Text extract.
=-=-=-=-=

School choice slandered - Milwaukee Parental Choice Program
Public Interest, Fall, 1994 by Daniel McGroarty
The questions surrounding test scores are overshadowed by the larger fact that many, if not a majority, of Choice students are concentrated in the early grades, having entered the Choice program as kindergartners. What Witte therefore calls the "last test" in a student's file may be, for many of the predominantly young Choice students, their "first and only" test, most likely taken in the second grade. Measuring changes in such early grades, with children engaged in their first encounter with "pencil and paper" testing and subject to "test trauma," may make results less reliable. Witte's own words put it best: "It is extremely difficult to measure outcomes or achievement for children at those ages." Yet this is precisely what Witte's reports do.
As the Choice program matures, examiners will doubtless shift their attention to graduation rates. Here, the Choice program will encounter what we might call a "structural" obstacle to success since--save for two "alternative schools" serving state-designated "at-risk" youth--there is no private high school for Parental Choice students to attend.

=-=-=-=-=

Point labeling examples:

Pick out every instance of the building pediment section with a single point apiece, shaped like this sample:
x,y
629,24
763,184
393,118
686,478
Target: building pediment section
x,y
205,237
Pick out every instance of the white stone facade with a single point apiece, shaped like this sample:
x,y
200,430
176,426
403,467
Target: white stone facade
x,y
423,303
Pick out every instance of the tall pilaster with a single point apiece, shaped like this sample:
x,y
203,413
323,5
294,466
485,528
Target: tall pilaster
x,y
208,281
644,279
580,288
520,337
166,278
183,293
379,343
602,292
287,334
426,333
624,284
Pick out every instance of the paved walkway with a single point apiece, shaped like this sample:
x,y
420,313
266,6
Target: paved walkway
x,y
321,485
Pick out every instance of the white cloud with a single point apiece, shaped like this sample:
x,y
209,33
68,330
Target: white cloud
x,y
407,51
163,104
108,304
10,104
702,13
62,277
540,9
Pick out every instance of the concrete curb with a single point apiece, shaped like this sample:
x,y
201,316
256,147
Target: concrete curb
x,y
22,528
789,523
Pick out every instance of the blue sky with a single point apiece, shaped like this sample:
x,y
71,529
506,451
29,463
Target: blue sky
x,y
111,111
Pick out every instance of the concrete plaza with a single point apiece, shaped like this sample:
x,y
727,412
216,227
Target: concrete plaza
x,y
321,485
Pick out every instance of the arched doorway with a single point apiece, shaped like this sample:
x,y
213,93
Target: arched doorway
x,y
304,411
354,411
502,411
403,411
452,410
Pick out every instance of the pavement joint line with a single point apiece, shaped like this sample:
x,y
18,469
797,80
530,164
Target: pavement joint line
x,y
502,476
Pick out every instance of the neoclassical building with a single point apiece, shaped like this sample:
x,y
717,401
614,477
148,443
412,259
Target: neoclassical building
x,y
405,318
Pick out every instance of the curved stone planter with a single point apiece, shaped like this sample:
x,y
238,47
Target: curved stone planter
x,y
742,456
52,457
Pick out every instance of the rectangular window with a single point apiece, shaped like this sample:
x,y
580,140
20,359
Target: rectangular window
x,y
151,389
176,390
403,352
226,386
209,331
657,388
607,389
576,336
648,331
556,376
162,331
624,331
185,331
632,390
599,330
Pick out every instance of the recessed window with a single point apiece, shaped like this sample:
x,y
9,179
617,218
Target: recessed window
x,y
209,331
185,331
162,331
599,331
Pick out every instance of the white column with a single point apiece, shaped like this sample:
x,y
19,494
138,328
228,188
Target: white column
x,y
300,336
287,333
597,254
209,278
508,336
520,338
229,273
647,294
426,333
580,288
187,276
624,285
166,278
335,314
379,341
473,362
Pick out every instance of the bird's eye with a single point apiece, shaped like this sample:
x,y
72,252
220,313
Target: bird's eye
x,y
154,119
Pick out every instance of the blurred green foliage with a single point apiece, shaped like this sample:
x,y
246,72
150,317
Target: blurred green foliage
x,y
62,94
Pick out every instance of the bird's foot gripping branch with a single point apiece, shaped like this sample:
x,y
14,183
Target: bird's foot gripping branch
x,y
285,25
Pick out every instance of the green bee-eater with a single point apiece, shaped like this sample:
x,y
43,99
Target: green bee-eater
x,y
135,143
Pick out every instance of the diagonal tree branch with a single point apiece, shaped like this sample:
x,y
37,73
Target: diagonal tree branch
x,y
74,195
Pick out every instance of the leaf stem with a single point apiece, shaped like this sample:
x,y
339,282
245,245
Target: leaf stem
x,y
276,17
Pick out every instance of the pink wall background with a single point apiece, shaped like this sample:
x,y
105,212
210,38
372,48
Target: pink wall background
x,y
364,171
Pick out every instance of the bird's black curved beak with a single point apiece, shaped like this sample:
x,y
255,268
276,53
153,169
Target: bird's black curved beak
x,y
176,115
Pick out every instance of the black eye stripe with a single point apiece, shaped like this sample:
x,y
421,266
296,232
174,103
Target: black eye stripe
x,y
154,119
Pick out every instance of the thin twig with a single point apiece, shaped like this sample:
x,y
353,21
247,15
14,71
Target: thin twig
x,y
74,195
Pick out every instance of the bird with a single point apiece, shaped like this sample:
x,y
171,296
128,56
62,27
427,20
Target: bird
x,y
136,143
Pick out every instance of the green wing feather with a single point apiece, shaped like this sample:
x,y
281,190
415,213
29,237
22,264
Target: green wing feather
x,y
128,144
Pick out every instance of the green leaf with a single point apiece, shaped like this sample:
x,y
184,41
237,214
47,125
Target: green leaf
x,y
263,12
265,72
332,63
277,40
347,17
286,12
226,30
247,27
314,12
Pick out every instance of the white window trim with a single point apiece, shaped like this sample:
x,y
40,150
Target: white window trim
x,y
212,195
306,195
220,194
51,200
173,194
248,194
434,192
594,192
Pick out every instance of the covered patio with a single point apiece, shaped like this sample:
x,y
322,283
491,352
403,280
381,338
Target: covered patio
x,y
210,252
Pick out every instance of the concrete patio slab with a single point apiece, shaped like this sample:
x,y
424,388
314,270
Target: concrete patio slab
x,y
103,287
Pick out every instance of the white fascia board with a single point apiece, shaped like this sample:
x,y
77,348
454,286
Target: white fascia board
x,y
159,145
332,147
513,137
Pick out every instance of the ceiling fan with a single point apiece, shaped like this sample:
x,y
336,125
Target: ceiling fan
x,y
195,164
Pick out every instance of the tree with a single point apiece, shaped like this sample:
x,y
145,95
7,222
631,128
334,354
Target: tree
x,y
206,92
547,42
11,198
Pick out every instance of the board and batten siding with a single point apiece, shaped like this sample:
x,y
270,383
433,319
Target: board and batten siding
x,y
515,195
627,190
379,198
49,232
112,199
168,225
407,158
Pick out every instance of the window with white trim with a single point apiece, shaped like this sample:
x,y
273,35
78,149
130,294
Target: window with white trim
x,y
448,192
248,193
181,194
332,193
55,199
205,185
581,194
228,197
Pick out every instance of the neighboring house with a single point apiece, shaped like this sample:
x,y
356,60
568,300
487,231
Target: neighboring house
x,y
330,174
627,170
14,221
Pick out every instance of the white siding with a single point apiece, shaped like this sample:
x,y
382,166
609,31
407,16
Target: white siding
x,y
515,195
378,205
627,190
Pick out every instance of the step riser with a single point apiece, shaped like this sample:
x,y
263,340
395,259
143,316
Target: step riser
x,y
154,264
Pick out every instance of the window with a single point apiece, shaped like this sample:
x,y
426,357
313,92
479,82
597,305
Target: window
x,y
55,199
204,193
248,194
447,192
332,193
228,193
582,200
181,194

=-=-=-=-=

In the school choice article, in what grade was the "first and only" test of many young Choice students most likely taken?

Result of this exercise.
The second grade.